To do: Can you give these records again with every "compact shape" switched to "short form", leaving everything else unchanged?

-- start --

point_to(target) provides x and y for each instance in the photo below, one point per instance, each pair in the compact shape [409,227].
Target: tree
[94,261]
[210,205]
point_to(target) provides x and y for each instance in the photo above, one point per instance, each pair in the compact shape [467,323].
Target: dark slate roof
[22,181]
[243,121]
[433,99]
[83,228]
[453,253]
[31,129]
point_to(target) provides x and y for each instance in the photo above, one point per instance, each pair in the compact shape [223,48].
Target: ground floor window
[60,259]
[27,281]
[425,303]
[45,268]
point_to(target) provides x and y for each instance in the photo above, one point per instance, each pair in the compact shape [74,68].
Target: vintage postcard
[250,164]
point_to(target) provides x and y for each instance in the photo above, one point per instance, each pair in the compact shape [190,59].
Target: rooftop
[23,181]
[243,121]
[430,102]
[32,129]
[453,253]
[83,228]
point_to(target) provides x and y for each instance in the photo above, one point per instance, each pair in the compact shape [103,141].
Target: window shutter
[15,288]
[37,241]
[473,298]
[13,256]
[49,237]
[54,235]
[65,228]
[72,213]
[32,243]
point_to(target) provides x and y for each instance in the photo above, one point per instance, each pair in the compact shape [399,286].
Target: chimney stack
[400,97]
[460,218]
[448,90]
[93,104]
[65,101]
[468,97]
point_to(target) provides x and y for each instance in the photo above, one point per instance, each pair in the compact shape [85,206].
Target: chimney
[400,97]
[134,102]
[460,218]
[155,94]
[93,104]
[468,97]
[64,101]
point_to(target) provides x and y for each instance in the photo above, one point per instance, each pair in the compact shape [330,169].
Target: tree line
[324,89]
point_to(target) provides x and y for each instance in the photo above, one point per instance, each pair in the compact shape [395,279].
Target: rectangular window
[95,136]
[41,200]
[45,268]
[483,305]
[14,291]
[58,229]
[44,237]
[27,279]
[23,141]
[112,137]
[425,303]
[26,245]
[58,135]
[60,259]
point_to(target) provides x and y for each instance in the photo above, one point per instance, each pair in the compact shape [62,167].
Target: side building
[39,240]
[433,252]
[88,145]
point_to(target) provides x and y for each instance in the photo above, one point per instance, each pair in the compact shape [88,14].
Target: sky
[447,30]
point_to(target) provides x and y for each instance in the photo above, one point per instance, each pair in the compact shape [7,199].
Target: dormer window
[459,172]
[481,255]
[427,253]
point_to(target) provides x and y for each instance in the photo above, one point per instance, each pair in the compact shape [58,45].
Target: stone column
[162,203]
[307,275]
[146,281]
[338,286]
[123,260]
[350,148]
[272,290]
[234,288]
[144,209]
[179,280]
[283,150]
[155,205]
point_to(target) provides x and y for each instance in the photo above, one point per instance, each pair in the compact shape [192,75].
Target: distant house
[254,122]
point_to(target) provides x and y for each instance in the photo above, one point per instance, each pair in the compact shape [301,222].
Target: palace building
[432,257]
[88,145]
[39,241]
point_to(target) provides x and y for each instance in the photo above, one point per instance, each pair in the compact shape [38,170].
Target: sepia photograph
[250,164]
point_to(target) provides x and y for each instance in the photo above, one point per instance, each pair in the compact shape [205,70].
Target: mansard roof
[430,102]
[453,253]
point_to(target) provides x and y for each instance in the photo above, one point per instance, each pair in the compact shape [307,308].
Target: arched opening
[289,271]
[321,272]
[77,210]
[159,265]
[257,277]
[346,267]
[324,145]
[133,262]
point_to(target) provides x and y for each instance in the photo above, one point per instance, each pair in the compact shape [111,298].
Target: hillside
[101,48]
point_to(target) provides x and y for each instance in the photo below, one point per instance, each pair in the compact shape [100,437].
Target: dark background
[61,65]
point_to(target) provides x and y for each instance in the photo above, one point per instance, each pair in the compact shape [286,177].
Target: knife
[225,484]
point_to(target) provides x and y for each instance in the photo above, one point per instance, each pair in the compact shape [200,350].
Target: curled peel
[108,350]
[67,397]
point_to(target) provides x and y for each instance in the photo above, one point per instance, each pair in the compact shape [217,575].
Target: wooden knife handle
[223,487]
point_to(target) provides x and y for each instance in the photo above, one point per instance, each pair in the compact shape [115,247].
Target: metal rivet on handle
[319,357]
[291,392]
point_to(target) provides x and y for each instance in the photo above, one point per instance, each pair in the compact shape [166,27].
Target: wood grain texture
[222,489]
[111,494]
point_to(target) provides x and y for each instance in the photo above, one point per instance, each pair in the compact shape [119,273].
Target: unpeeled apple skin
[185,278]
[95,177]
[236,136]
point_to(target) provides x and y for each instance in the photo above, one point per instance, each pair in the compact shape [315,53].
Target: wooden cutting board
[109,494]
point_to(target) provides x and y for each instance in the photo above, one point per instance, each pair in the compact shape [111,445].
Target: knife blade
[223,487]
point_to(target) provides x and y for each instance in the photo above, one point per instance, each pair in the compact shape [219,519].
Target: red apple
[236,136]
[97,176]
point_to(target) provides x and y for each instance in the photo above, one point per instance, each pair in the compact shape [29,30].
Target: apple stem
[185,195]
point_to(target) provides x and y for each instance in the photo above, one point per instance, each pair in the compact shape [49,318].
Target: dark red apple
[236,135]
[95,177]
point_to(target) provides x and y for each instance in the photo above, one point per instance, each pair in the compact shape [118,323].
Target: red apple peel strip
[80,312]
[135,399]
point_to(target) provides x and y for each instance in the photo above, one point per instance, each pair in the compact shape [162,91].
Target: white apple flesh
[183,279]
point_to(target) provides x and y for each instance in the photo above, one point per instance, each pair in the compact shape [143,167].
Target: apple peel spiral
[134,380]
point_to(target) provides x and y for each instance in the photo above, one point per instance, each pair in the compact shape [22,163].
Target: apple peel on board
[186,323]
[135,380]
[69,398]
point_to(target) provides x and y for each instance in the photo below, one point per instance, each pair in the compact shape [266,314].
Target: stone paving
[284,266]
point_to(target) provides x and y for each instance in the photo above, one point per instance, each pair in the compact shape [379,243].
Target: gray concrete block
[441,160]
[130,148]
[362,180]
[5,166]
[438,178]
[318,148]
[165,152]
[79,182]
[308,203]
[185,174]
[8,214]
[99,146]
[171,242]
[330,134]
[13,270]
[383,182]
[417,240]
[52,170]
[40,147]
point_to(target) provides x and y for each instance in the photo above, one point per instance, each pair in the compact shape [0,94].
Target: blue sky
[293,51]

-- end --

Solution:
point_to(target) provides x and y for each instance in the photo below, one point per instance, each pair in the short form [409,227].
Target: tree
[94,261]
[210,205]
point_to(target) provides x and y for each instance in the photo above, one point per instance, each pair in the short form [467,323].
Target: dark slate roof
[22,181]
[243,121]
[433,99]
[83,228]
[453,253]
[31,129]
point_to(target) provides x and y for each instance in the photo above, one point per instance, each pair in the short form [223,48].
Target: ground floor window
[60,259]
[27,281]
[425,303]
[45,268]
point_to(target) provides x and y for each instance in the photo above, one point per instance, each pair in the short form [74,68].
Target: vintage postcard
[250,164]
point_to(target) provides x and y for each instance in the photo above, one point per instance, each pair in the short form [190,59].
Target: rooftop
[23,181]
[243,121]
[430,102]
[32,129]
[453,253]
[83,228]
point_to(target) provides x and y for each instance in the photo above, one point per instance, each pair in the short form [103,141].
Target: window shutter
[15,288]
[37,241]
[473,298]
[13,256]
[49,237]
[54,235]
[65,228]
[72,213]
[32,243]
point_to(target) provides x and y for each instance in the photo above, one point per instance, each pair in the short form [399,286].
Target: chimney stack
[400,97]
[460,218]
[448,90]
[93,104]
[65,101]
[468,97]
point_to(target) provides x and y for each instance in the photo above, one point per instance, each pair in the short form [85,206].
Target: chimney
[400,97]
[134,102]
[460,218]
[155,94]
[93,104]
[468,97]
[64,101]
point_to(target) provides x and y for each instance in the photo above, one point per instance, each pair in the short form [330,169].
Target: tree line
[324,89]
point_to(target) provides x and y for each instance in the photo above, one point per instance, each pair in the short form [395,279].
Target: rectangular window
[95,136]
[41,200]
[45,268]
[483,305]
[14,291]
[58,229]
[44,237]
[27,279]
[23,141]
[112,137]
[425,303]
[26,245]
[58,135]
[60,259]
point_to(target) provides x and y for each instance in the photo above, one point per instance, each pair in the short form [62,167].
Target: side building
[39,240]
[433,252]
[88,145]
point_to(target) provides x and y for each instance in the photo above, one point per instance, each pair in the short form [88,14].
Target: sky
[447,30]
point_to(target) provides x and y for each instance in the photo above, one point per instance, each pair in the short form [7,199].
Target: dormer window
[459,172]
[481,255]
[427,253]
point_to(target) provides x and y for each instance in the photo above, one point per instance, each pair in the short form [58,45].
Target: stone column
[162,203]
[307,275]
[146,281]
[338,286]
[123,260]
[350,148]
[272,290]
[234,288]
[144,209]
[179,280]
[283,150]
[155,205]
point_to(target) provides x and y for each instance in the photo above, one point per instance, each pair in the short form [192,75].
Target: distant house
[254,122]
point_to(target) provides x and y for each instance in the photo above, one point per instance, each pair in the short form [301,222].
Target: palace building
[432,257]
[88,145]
[39,241]
point_to(target) provides x and y for each instance in the photo above, one point per instance, each pair in the short form [38,170].
Target: sepia photograph
[250,164]
point_to(target) provides x and y for each instance in the photo above, one point per instance, each pair in the short form [205,70].
Target: mansard roof
[430,102]
[453,253]
point_to(target) provides x and y for each instance in the photo above, one point per instance, each pair in the short form [307,308].
Target: arched opening
[289,271]
[321,272]
[77,210]
[159,265]
[257,277]
[346,267]
[324,145]
[133,262]
point_to(target) provides x and y for each instance in the photo above, one point per instance, each pair in the short form [111,298].
Target: hillside
[101,48]
point_to(target) provides x and y for each instance in the photo below, one point per instance, each pair in the short form [100,437].
Target: dark background
[61,65]
point_to(target) provides x and y for each instance in the photo above, one point per instance, each pair in the short form [286,177].
Target: knife
[225,484]
point_to(target) provides x and y for each instance in the photo above, one point per instance, each pair in the short form [200,350].
Target: curled peel
[108,350]
[67,397]
point_to(target) provides x and y for each instance in the photo above, one point per instance, each pair in the short form [217,575].
Target: wooden knife handle
[223,487]
point_to(target) provides x and y for each instance in the photo above, one point per instance, each pair in the short form [115,247].
Target: metal rivet on handle
[319,357]
[291,392]
point_to(target) provides x and y for each instance in the photo above, one point per instance, each pair in the short form [166,27].
Target: wood grain texture
[222,489]
[111,494]
point_to(target) provides x and y for each instance in the photo above, one point per instance, each pair in the short form [119,273].
Target: unpeeled apple skin
[185,278]
[95,177]
[236,136]
point_to(target) provides x and y for each instance in the photo above, one point per instance, each pair in the short form [315,53].
Target: wooden cutting board
[109,494]
point_to(target) provides x and y for each instance in the photo above, one point per instance, each pair in the short form [111,445].
Target: knife blade
[223,487]
point_to(target) provides x and y for each instance in the photo above, one point per instance, each pair in the short form [219,519].
Target: red apple
[236,136]
[97,176]
point_to(target) provides x and y for each instance in the photo above, one point per instance, each pair in the short form [29,30].
Target: apple stem
[185,195]
point_to(target) provides x and y for each instance in the photo above, one point per instance, each pair in the short form [49,318].
Target: dark red apple
[236,135]
[95,177]
point_to(target) provides x and y for each instance in the photo above, one point per instance, each pair in the short form [118,323].
Target: red apple peel strip
[80,312]
[135,399]
point_to(target) provides x and y for each instance in the photo above, one point per instance, each pair in the short form [162,91].
Target: white apple flesh
[183,279]
point_to(target) provides x and y for each instance in the photo above, one point per instance, each pair in the short form [143,167].
Target: apple peel spiral
[134,380]
point_to(target) provides x and y for each instance in the photo above, one point per instance, each pair in the short form [22,163].
Target: apple peel on board
[186,323]
[135,380]
[69,398]
point_to(target) provides x and y for each instance in the photo below, one point per instance, each pair in the short form [266,314].
Target: stone paving
[284,266]
point_to(target) provides x and y for each instance in the photo above, one point per instance, each pair in the short form [379,243].
Target: gray concrete block
[441,160]
[130,148]
[362,180]
[5,166]
[438,178]
[318,148]
[165,152]
[79,182]
[308,203]
[185,174]
[8,214]
[99,146]
[171,242]
[330,134]
[13,270]
[383,182]
[417,240]
[52,170]
[40,147]
point_to(target) provides x and y for each instance in the photo above, one point per instance, each pair in the short form [0,94].
Target: blue sky
[293,51]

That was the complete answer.